Rescale the material, beginning at the line that has "Could you tag the side" and stopping after the line that has "point(532, 355)". Repeat every line in that range, multiply each point coordinate in the answers by 1.05, round to whole numbers with halves rounded up, and keep every other number unchanged.

- **Material supplied**
○ ○ ○

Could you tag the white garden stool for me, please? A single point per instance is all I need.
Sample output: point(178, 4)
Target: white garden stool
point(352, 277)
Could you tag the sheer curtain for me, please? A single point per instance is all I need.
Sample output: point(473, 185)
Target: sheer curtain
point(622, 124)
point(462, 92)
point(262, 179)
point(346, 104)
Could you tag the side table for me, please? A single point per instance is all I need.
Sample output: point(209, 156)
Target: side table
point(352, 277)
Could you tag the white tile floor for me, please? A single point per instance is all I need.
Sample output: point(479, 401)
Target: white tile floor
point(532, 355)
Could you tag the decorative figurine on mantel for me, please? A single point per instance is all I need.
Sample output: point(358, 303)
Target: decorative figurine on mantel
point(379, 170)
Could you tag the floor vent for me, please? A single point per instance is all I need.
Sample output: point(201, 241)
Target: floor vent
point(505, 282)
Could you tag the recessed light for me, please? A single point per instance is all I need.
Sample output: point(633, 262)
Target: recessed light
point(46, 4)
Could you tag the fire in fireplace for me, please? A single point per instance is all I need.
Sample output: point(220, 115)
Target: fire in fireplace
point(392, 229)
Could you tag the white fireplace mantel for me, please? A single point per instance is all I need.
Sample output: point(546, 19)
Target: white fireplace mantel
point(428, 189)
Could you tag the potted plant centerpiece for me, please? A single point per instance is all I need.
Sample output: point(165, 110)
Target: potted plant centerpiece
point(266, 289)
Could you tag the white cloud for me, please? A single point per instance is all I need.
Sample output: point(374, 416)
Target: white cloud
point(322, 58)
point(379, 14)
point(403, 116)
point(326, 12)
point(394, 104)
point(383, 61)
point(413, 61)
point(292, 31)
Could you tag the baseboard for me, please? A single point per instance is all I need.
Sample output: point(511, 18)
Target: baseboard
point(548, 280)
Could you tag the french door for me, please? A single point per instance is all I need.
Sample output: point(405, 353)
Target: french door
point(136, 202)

○ ○ ○

- **Expected answer**
Could you tag the side table for me, please? A single point per instance is all I need.
Sample output: point(209, 156)
Target: side table
point(370, 291)
Could you tag the white tile floor for me, please? A single point per instance is all I need.
Sample output: point(479, 401)
Target: white tile floor
point(559, 373)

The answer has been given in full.